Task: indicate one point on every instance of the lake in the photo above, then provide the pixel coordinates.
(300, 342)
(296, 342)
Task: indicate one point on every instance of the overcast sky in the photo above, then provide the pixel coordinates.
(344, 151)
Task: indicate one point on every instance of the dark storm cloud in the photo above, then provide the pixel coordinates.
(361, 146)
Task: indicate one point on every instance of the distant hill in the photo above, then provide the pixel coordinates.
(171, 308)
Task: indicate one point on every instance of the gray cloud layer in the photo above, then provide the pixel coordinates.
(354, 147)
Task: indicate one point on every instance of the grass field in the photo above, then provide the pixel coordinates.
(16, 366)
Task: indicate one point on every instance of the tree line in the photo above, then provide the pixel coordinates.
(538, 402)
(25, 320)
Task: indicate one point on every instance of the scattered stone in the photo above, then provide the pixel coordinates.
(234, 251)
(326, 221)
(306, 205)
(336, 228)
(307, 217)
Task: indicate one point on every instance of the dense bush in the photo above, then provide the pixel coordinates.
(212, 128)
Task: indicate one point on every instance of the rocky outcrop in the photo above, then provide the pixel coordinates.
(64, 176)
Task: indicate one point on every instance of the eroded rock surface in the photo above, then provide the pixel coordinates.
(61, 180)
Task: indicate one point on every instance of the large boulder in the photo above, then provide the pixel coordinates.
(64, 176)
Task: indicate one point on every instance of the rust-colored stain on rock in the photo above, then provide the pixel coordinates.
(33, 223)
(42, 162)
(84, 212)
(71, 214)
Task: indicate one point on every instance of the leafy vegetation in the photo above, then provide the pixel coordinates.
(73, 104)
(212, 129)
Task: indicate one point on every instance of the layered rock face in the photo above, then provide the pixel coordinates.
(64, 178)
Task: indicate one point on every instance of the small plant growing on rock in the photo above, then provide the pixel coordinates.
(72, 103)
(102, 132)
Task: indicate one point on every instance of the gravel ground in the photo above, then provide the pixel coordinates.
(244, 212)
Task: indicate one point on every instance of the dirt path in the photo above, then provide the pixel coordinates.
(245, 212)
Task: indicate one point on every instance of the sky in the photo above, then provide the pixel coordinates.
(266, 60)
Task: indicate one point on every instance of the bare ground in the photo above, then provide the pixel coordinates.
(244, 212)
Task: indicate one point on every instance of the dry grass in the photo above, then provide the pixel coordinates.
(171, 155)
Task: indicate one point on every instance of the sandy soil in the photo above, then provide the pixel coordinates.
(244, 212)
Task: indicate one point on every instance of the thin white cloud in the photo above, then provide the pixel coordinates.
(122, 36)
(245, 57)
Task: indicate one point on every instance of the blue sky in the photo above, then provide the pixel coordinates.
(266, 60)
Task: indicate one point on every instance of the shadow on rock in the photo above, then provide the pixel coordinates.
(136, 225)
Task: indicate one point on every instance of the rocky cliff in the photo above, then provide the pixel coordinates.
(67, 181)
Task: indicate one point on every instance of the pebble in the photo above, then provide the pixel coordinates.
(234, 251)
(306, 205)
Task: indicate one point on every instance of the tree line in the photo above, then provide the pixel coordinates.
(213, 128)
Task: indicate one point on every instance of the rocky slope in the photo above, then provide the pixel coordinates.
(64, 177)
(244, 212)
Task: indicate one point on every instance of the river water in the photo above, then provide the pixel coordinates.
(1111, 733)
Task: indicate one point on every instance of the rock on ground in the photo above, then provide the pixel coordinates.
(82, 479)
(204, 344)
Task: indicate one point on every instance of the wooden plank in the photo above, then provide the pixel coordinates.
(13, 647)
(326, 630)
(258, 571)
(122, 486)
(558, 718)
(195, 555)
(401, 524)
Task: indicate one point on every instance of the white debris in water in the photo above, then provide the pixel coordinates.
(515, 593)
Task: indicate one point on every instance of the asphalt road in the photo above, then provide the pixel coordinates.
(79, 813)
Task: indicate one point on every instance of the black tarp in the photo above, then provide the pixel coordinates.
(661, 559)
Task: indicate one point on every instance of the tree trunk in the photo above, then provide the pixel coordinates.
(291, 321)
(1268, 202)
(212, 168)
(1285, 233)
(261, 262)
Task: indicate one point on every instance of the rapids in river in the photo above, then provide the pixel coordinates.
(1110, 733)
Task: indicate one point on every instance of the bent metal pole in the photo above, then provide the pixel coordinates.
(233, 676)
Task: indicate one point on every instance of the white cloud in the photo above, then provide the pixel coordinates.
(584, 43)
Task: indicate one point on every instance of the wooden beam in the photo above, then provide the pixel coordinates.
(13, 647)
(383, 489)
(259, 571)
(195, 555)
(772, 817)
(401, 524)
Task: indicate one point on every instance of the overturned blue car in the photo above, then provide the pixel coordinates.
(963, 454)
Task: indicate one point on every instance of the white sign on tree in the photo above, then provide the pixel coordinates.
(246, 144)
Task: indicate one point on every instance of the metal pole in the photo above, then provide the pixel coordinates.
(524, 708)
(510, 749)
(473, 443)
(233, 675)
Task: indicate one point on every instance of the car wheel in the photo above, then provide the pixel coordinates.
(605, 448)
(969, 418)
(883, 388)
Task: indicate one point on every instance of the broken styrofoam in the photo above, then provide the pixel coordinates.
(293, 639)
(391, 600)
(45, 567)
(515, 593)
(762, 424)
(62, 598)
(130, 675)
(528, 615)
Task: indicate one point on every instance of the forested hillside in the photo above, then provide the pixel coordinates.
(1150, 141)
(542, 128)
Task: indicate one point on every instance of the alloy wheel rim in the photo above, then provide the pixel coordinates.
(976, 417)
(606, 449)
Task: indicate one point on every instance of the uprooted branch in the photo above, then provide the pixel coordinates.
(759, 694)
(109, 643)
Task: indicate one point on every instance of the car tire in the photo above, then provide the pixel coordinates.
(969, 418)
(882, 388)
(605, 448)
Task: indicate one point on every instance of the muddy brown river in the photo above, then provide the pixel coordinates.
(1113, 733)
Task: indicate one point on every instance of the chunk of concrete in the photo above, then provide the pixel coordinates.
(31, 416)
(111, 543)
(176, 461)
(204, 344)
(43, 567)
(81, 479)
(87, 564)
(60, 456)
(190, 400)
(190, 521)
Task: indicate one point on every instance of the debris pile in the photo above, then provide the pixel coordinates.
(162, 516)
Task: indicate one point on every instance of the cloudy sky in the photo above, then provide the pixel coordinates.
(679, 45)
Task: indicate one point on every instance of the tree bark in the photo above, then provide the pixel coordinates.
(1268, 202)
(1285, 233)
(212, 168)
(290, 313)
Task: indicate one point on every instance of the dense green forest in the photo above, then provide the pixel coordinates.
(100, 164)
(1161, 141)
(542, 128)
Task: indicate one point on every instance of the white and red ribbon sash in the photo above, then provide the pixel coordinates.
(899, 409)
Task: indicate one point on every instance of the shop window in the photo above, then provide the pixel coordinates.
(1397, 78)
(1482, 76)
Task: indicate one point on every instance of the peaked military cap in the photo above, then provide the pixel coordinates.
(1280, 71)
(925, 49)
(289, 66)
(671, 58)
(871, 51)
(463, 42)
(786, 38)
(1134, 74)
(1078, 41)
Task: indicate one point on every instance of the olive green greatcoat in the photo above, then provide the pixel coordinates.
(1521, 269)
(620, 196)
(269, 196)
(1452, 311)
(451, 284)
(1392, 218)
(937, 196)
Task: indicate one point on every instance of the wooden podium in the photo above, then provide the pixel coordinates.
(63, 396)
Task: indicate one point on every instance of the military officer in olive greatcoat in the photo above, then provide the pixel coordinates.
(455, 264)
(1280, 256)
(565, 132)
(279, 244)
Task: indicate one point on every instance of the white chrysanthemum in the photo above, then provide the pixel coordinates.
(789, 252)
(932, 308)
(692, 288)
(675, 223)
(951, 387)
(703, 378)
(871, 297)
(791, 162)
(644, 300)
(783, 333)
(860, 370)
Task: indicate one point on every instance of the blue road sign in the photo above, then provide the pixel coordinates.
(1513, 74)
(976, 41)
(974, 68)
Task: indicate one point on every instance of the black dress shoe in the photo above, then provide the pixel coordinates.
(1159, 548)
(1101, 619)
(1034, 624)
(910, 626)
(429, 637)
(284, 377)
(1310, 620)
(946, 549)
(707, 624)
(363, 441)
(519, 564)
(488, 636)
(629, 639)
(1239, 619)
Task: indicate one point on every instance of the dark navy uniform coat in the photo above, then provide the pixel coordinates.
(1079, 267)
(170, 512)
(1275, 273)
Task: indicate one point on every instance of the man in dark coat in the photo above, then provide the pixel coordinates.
::::
_WORK REQUIRED_
Copy out exactly the lines from the line with "Task: indicate one point on every instance of the shop" to the end of the listing, including both of those lines, and give nothing else.

_FINISHED EXERCISE_
Task: indicate one point on every instance of the shop window in the photo above, then provide the pixel coordinates.
(1397, 78)
(1482, 76)
Task: indicate one point on every instance of the peaked military cap in the photo above, then provide the pixel coordinates.
(1280, 71)
(925, 49)
(289, 66)
(671, 58)
(871, 51)
(463, 42)
(786, 38)
(1134, 74)
(1078, 41)
Task: indicate one point on every instance of the olive green greatcoat in the photo above, then provide the pixel coordinates.
(1521, 269)
(620, 196)
(269, 196)
(1452, 311)
(451, 284)
(1392, 218)
(937, 196)
Task: indicate one point on every instance of the wooden podium in the photo above, then provide the pixel coordinates.
(63, 396)
Task: indicate one point on every instance of the military officer in olive greatcoat in the photo above, then provide the pixel coordinates.
(455, 264)
(1280, 256)
(565, 132)
(279, 244)
Task: indicate one point on every instance of the white chrysanthemum in the photo above, then provide the pixel coordinates.
(789, 252)
(932, 308)
(692, 288)
(675, 223)
(951, 387)
(703, 378)
(871, 297)
(791, 162)
(644, 300)
(783, 333)
(860, 370)
Task: indicate one point on every instance of the blue road sign in the photo above, then provide the pixel coordinates.
(1513, 74)
(976, 41)
(974, 68)
Task: indicate one point on every instance of the black dress shoe in the photo above, then provide the pixel coordinates.
(1159, 548)
(1101, 619)
(1034, 624)
(910, 626)
(429, 637)
(284, 377)
(1310, 620)
(946, 549)
(707, 624)
(363, 441)
(519, 564)
(488, 636)
(629, 639)
(1239, 619)
Task: indicate one point on every instance of the dark navy uniform coat in the photo above, then provide the pixel coordinates.
(1079, 267)
(170, 512)
(1275, 273)
Task: indicate one point on every instance of the man in dark coat in the photo above, then provide the pixel coordinates.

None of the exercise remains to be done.